• TASK INPUT:
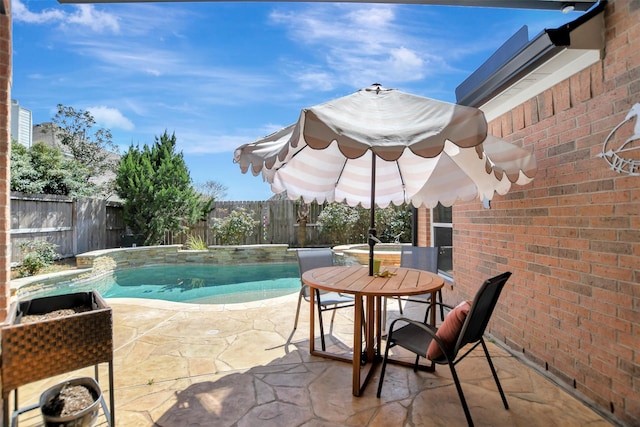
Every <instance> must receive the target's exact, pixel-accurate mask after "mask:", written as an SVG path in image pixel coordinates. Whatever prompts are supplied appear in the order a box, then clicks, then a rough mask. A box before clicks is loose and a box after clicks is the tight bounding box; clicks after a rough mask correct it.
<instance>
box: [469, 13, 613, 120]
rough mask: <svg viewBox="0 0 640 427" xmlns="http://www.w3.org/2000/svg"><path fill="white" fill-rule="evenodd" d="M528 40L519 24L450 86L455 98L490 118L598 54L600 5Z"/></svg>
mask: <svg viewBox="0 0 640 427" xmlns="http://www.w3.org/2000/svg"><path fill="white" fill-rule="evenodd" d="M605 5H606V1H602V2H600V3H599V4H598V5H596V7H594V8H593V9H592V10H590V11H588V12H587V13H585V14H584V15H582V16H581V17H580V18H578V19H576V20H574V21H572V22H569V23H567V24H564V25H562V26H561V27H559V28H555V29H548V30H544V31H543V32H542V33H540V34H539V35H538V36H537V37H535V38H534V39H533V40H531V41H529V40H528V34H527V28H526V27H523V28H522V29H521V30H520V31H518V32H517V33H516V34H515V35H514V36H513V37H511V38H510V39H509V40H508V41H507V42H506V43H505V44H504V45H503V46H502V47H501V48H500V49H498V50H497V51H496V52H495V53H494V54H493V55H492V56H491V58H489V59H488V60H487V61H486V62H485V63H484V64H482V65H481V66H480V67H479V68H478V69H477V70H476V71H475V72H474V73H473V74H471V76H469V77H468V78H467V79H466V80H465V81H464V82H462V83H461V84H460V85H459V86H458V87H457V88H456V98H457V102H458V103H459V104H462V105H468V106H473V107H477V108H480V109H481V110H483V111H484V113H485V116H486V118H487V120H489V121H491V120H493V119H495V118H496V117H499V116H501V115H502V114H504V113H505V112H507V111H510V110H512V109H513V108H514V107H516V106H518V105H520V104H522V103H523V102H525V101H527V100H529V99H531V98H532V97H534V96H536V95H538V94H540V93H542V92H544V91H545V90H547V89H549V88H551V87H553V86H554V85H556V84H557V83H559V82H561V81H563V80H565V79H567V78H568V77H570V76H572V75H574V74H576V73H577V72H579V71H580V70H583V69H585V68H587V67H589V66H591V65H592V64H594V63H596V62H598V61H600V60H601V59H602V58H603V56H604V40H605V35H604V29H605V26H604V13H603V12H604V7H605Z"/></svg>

• WORK ORDER:
Give the rows above as a Markdown table with the columns "Line" and "Text", numbering each line and skipping any blank lines. Leave the pictures out.

• ANSWER BELOW:
| Line | Text |
|---|---|
| 1 | Every <instance> must receive the target's exact, pixel-accurate mask after "mask:", written as an SVG path in image pixel coordinates. Whatever prompts are supplied appear in the order a box, then clicks, then a rough mask. A box before clicks is loose and a box after clicks is the tight bounding box; clicks after a rough mask correct it. |
| 2 | <instance> |
| 3 | box: [469, 13, 613, 120] |
| 4 | rough mask: <svg viewBox="0 0 640 427" xmlns="http://www.w3.org/2000/svg"><path fill="white" fill-rule="evenodd" d="M528 40L519 24L450 86L455 98L490 118L598 54L600 5Z"/></svg> |
| 5 | mask: <svg viewBox="0 0 640 427" xmlns="http://www.w3.org/2000/svg"><path fill="white" fill-rule="evenodd" d="M605 5H606V1H602V2H600V3H599V4H598V5H596V7H594V8H593V9H592V10H590V11H588V12H587V13H585V14H584V15H582V16H581V17H580V18H578V19H576V20H574V21H572V22H569V23H567V24H564V25H562V26H561V27H559V28H555V29H548V30H544V31H543V32H542V33H540V34H539V35H538V36H537V37H535V38H534V39H533V40H531V41H529V40H528V34H527V28H526V27H523V28H522V29H521V30H520V31H518V32H517V33H516V34H515V35H514V36H513V37H511V38H510V39H509V40H508V41H507V42H506V43H505V44H504V45H503V46H502V47H501V48H500V49H498V50H497V51H496V52H495V53H494V54H493V55H492V56H491V58H489V59H488V60H487V61H486V62H485V63H484V64H482V65H481V66H480V67H479V68H478V69H477V70H476V71H475V72H474V73H473V74H471V76H469V77H468V78H467V79H466V80H465V81H464V82H462V83H461V84H460V85H459V86H458V87H457V88H456V98H457V102H458V103H459V104H462V105H468V106H473V107H477V108H480V109H481V110H483V111H484V113H485V116H486V118H487V120H489V121H491V120H493V119H495V118H496V117H499V116H501V115H502V114H504V113H505V112H507V111H510V110H512V109H513V108H514V107H516V106H518V105H520V104H522V103H523V102H525V101H527V100H529V99H531V98H532V97H534V96H536V95H538V94H540V93H542V92H544V91H545V90H547V89H549V88H551V87H553V86H554V85H556V84H557V83H559V82H561V81H563V80H565V79H567V78H568V77H570V76H572V75H574V74H576V73H577V72H579V71H580V70H583V69H585V68H587V67H589V66H591V65H592V64H594V63H596V62H598V61H600V60H601V59H602V58H603V56H604V40H605V35H604V29H605V26H604V13H603V12H604V7H605Z"/></svg> |